Exercise inputs START

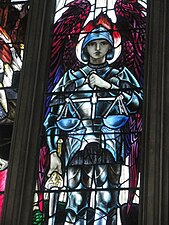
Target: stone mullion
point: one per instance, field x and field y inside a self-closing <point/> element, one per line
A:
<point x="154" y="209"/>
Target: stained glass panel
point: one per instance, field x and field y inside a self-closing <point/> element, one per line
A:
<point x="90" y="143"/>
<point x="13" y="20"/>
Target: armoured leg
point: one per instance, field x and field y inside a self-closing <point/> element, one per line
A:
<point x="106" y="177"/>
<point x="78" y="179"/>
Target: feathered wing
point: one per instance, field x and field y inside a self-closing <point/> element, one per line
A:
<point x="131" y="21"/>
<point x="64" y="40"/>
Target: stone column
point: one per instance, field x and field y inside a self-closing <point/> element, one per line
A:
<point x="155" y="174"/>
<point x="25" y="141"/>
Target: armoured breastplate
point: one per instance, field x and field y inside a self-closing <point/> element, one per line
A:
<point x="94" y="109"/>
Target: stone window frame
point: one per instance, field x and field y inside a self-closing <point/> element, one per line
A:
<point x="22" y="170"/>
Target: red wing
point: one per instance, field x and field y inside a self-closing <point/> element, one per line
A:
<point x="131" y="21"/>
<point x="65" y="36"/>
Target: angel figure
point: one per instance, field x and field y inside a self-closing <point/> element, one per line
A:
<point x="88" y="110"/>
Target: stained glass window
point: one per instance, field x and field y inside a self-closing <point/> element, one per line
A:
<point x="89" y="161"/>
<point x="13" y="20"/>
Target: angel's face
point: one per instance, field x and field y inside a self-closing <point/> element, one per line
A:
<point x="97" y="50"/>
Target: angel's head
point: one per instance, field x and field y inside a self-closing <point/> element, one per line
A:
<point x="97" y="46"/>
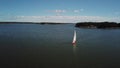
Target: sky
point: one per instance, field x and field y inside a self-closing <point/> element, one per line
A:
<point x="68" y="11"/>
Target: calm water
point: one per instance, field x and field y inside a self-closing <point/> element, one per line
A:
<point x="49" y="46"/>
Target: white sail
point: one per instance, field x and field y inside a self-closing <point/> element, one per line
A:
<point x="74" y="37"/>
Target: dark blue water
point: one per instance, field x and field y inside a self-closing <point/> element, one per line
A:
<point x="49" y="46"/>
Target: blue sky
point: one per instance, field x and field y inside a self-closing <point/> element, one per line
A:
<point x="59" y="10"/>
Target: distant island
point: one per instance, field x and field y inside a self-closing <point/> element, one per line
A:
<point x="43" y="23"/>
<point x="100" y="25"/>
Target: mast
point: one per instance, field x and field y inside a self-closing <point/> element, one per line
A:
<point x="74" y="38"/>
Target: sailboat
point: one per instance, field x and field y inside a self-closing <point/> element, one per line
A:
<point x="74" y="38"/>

Exercise inputs END
Exercise inputs START

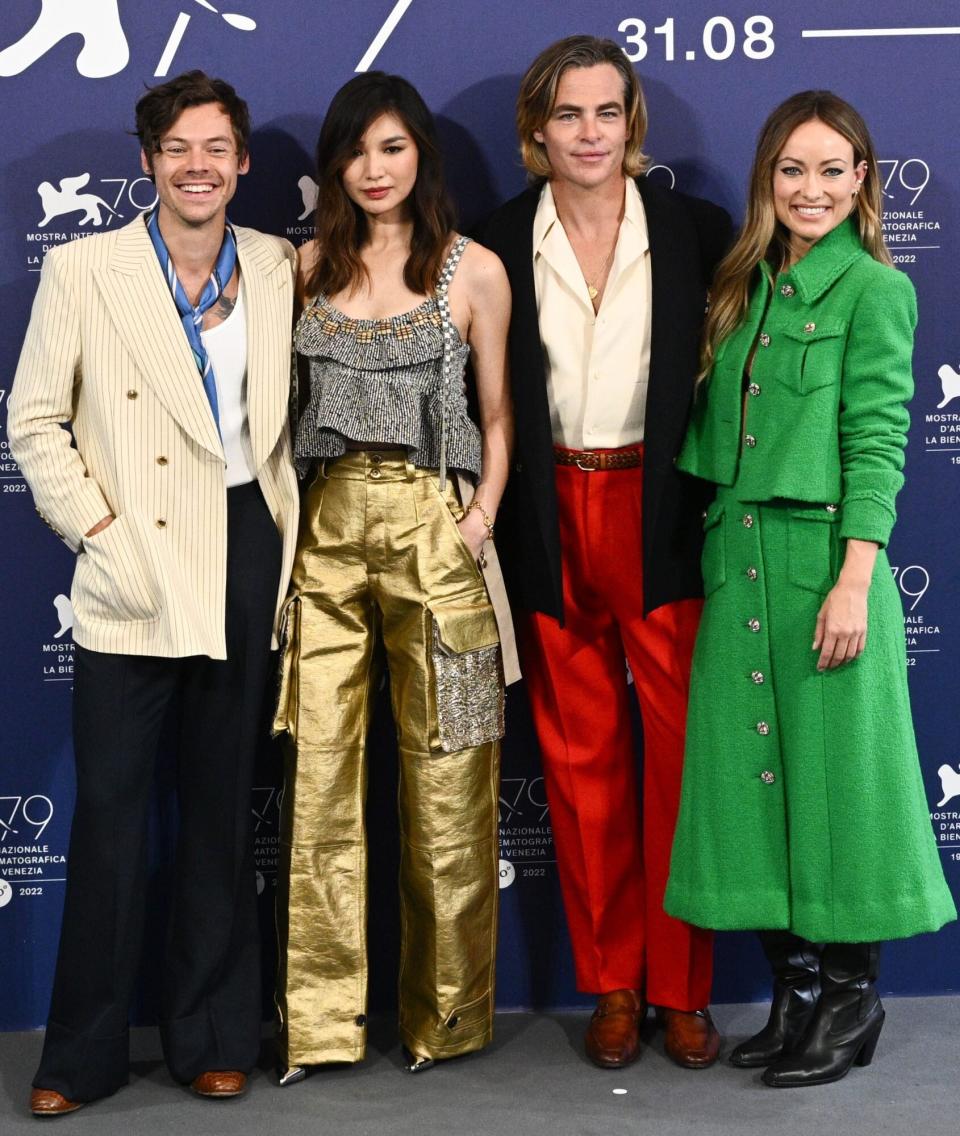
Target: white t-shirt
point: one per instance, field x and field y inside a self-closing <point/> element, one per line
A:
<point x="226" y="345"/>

Exercise inputs END

> [Work request]:
Proceeding from the line containing "Target: stone mullion" through the line containing "Target: angel's face", transcribe the lines above exactly, both end lines included.

> [Expected output]:
Target: stone mullion
point: one per instance, field x and field y inside a self-closing <point/> element, one per line
A:
<point x="154" y="209"/>
Target: stained glass panel
point: one per instance, field x and field y inside a self-closing <point/> element, one per line
A:
<point x="90" y="143"/>
<point x="13" y="20"/>
Target: armoured leg
point: one per instance, field x and field y inside a self-closing <point/> element, one per line
A:
<point x="106" y="177"/>
<point x="78" y="179"/>
Target: feathered wing
point: one per instance, field x and field y inside a self-closing <point/> element, one per line
A:
<point x="131" y="21"/>
<point x="64" y="40"/>
Target: stone column
point: one per instance, field x and field y inside a self-closing <point/> element, one per line
A:
<point x="155" y="174"/>
<point x="25" y="141"/>
Target: armoured breastplate
point: one per instance, field x and field y inside a self-closing <point/> element, one per line
A:
<point x="94" y="109"/>
Target: stone window frame
point: one per instance, field x and field y inside a self-closing <point/> element, one per line
A:
<point x="22" y="170"/>
Target: red wing
point: one per instance, field x and field y inside a self-closing <point/> element, one per line
A:
<point x="131" y="21"/>
<point x="65" y="36"/>
Target: angel figure
point: one per instance, field x and field y inside a self-closing <point/> element, one per line
A:
<point x="88" y="110"/>
Target: stained glass window
point: one per instance, field x and field y inside a self-closing <point/> element, one per line
A:
<point x="89" y="161"/>
<point x="13" y="20"/>
Target: angel's face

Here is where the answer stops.